— Input records —
═══

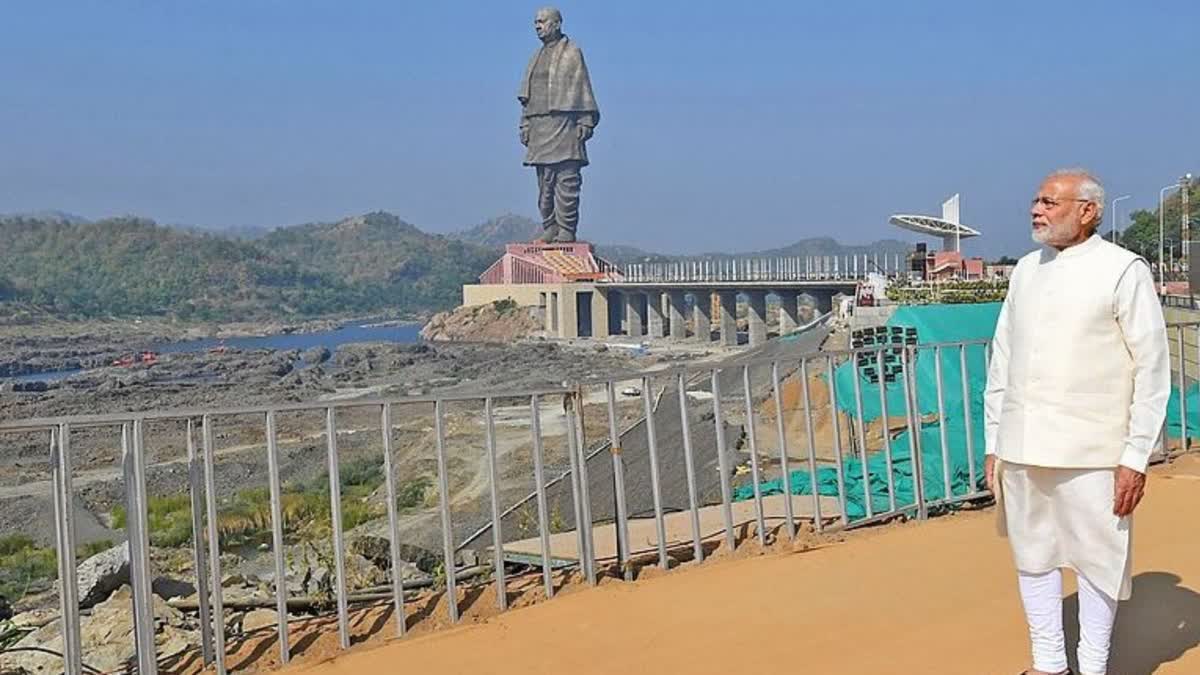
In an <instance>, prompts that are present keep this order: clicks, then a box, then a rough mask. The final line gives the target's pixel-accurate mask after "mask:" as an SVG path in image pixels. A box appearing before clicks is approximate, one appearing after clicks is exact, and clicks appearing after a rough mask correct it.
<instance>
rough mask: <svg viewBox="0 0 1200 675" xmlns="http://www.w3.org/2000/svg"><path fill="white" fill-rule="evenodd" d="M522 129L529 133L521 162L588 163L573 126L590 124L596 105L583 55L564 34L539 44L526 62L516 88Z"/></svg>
mask: <svg viewBox="0 0 1200 675" xmlns="http://www.w3.org/2000/svg"><path fill="white" fill-rule="evenodd" d="M517 100H518V101H521V107H522V109H521V127H522V130H524V131H526V132H527V133H528V135H529V145H528V148H527V151H526V159H524V163H526V166H542V165H556V163H559V162H566V161H571V162H578V166H581V167H583V166H587V163H588V154H587V147H586V144H584V143H583V142H582V141H580V132H578V127H580V126H581V125H582V126H588V127H595V126H596V124H599V123H600V108H599V107H596V101H595V96H594V95H593V92H592V79H590V78H589V77H588V68H587V65H586V64H584V62H583V53H582V52H581V50H580V48H578V46H576V44H575V43H574V42H571V41H570V38H568V37H566V36H563V37H560V38H558V40H557V41H556V42H552V43H550V44H545V46H542V47H541V48H540V49H538V52H536V53H535V54H534V55H533V58H532V59H530V60H529V65H528V66H527V67H526V73H524V77H523V78H522V79H521V89H520V91H518V92H517Z"/></svg>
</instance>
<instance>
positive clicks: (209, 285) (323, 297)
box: [0, 213, 494, 321]
mask: <svg viewBox="0 0 1200 675" xmlns="http://www.w3.org/2000/svg"><path fill="white" fill-rule="evenodd" d="M493 259H494V252H493V251H490V250H487V249H485V247H481V246H476V245H472V244H466V243H462V241H455V240H450V239H448V238H445V237H439V235H433V234H427V233H425V232H421V231H420V229H418V228H416V227H414V226H412V225H409V223H407V222H403V221H402V220H400V219H398V217H396V216H394V215H391V214H385V213H372V214H367V215H364V216H355V217H350V219H346V220H343V221H340V222H335V223H313V225H304V226H296V227H284V228H278V229H275V231H272V232H270V233H269V234H266V235H265V237H263V238H260V239H256V240H245V239H235V238H232V237H227V235H220V234H212V233H203V232H196V231H182V229H178V228H169V227H163V226H160V225H157V223H155V222H154V221H150V220H144V219H136V217H121V219H109V220H103V221H97V222H78V221H70V220H67V219H60V217H58V219H44V220H41V219H32V217H8V219H0V317H5V316H14V315H18V313H20V315H29V316H36V315H38V313H48V315H50V316H56V317H65V318H110V317H139V316H167V317H174V318H180V319H185V321H245V319H258V318H264V317H275V318H289V317H311V316H320V315H334V313H342V315H344V313H367V312H388V313H402V315H403V313H407V315H414V313H427V312H433V311H438V310H444V309H448V307H452V306H455V304H456V303H457V299H458V297H460V293H461V286H462V283H466V282H470V281H473V280H475V279H476V277H478V275H479V274H480V273H481V271H482V270H484V269H486V267H487V265H488V264H490V263H491V262H492V261H493Z"/></svg>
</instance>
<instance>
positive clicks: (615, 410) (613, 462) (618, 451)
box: [605, 381, 634, 581]
mask: <svg viewBox="0 0 1200 675" xmlns="http://www.w3.org/2000/svg"><path fill="white" fill-rule="evenodd" d="M616 389H617V384H616V383H614V382H612V381H608V382H606V383H605V394H606V396H607V399H608V452H610V454H612V489H613V500H614V501H616V502H617V503H616V522H614V527H616V530H617V531H616V536H617V563H618V565H619V566H620V571H622V575H623V577H624V579H625V580H626V581H628V580H631V579H632V578H634V571H632V568H631V567H630V565H629V562H630V561H629V520H628V518H629V513H628V509H626V507H625V460H624V458H623V456H622V454H620V453H622V447H620V431H619V430H618V429H617V392H616Z"/></svg>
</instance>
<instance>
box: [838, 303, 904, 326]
mask: <svg viewBox="0 0 1200 675" xmlns="http://www.w3.org/2000/svg"><path fill="white" fill-rule="evenodd" d="M899 306H900V305H881V306H875V307H854V313H853V315H851V317H850V328H851V330H862V329H863V328H874V327H876V325H883V324H886V323H887V322H888V319H889V318H892V315H893V313H895V311H896V307H899Z"/></svg>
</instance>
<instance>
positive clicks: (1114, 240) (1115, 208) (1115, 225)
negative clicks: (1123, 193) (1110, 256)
mask: <svg viewBox="0 0 1200 675" xmlns="http://www.w3.org/2000/svg"><path fill="white" fill-rule="evenodd" d="M1128 198H1129V195H1122V196H1120V197H1117V198H1116V199H1112V243H1114V244H1116V243H1117V225H1118V222H1120V221H1118V220H1117V202H1120V201H1122V199H1128Z"/></svg>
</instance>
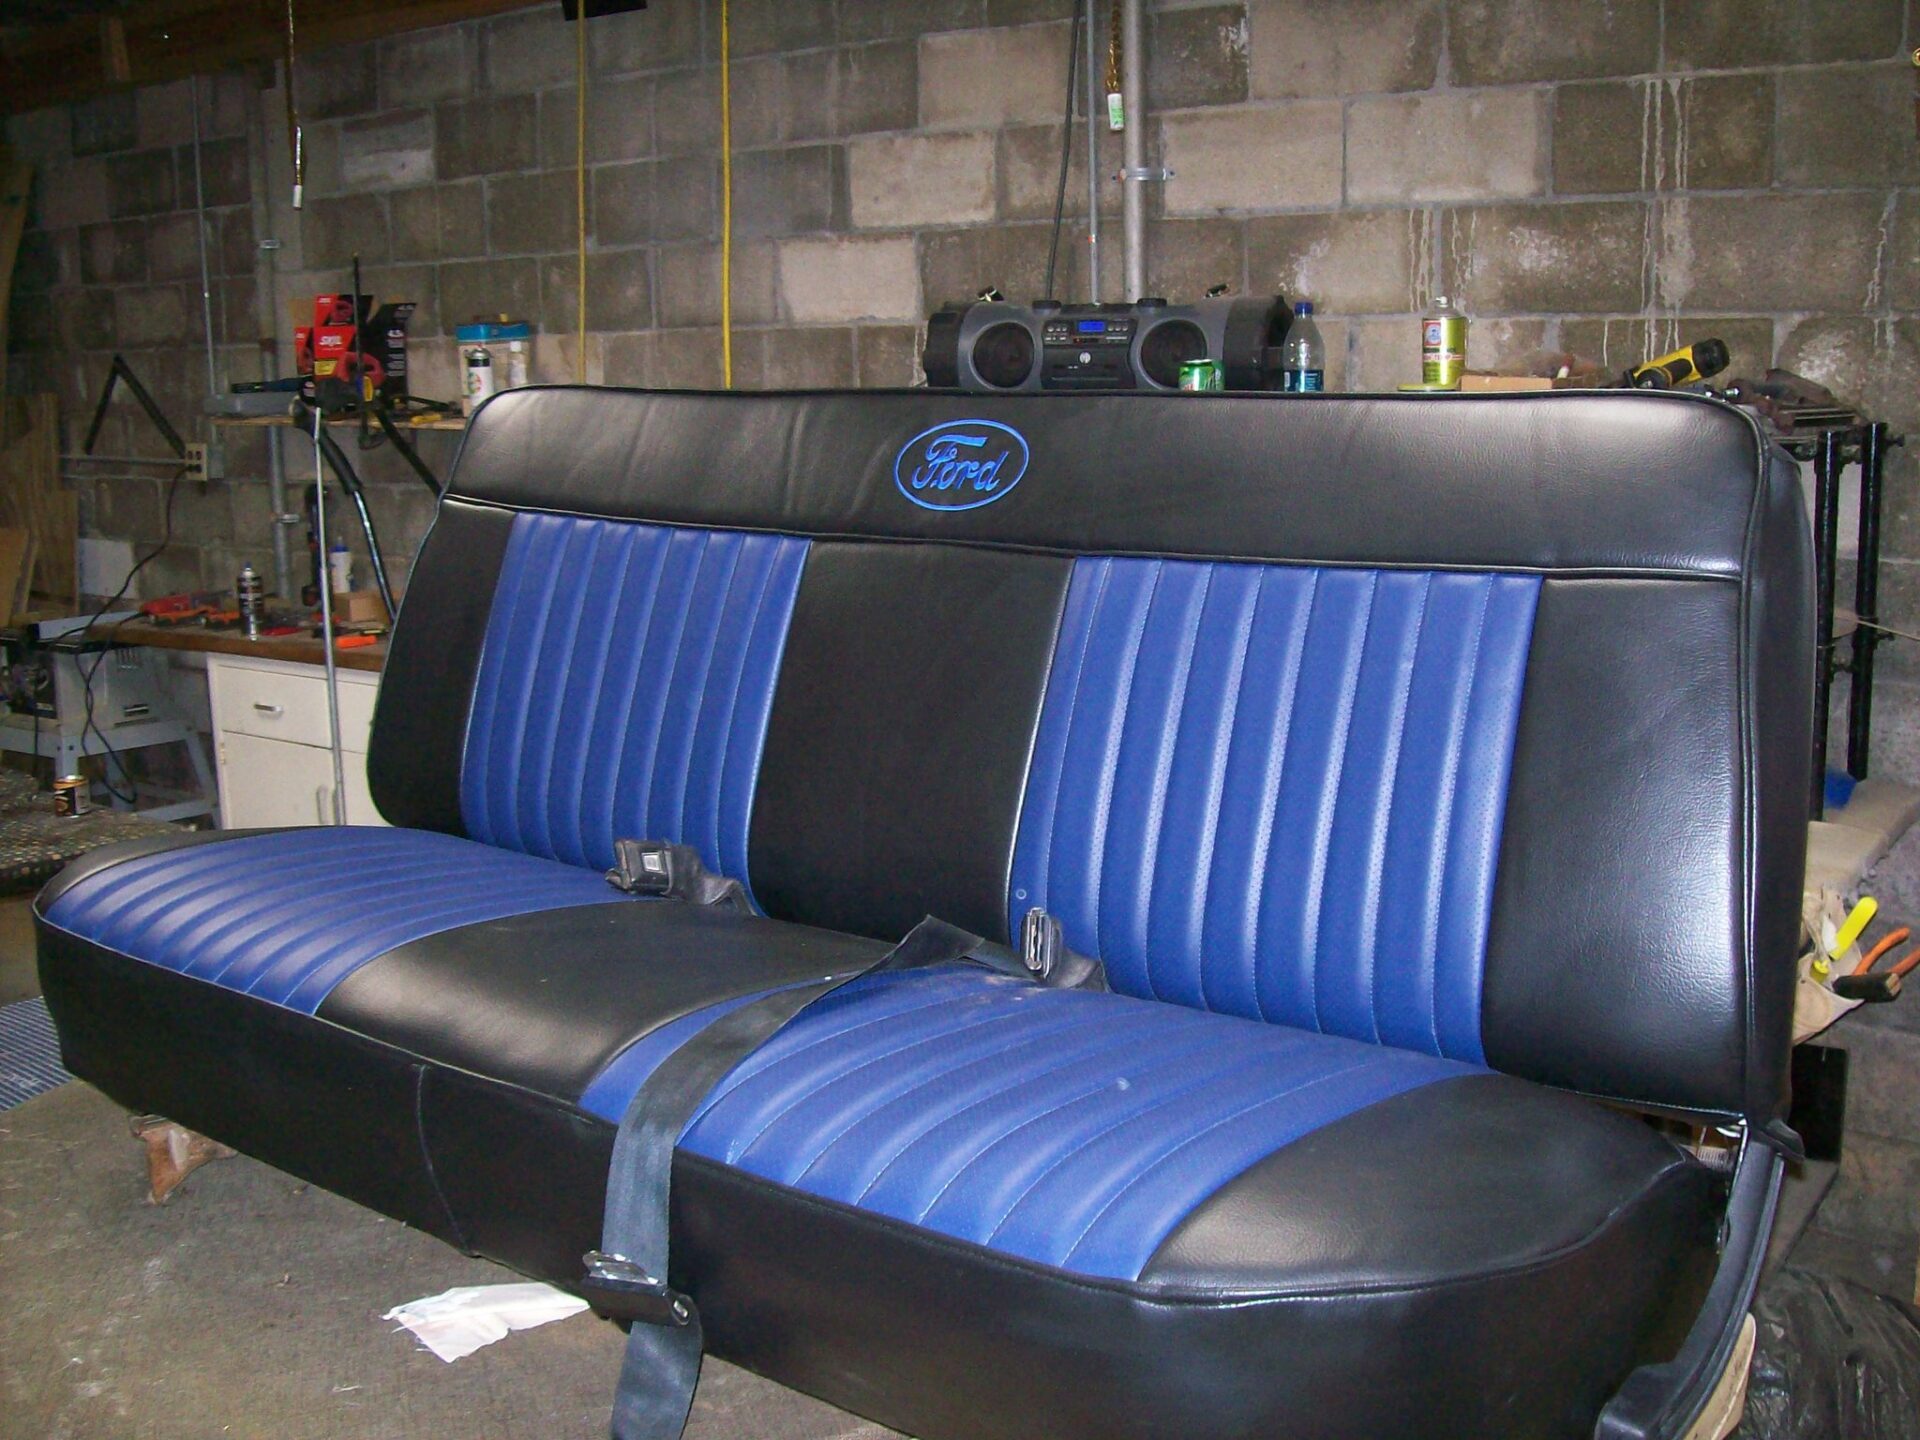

═══

— What the task asks —
Pull every line holding "positive" out of the records.

— Answer to this exercise —
positive clicks: (209, 285) (323, 297)
positive clicks: (615, 410) (613, 462) (618, 451)
positive clicks: (1114, 240) (1115, 208) (1115, 225)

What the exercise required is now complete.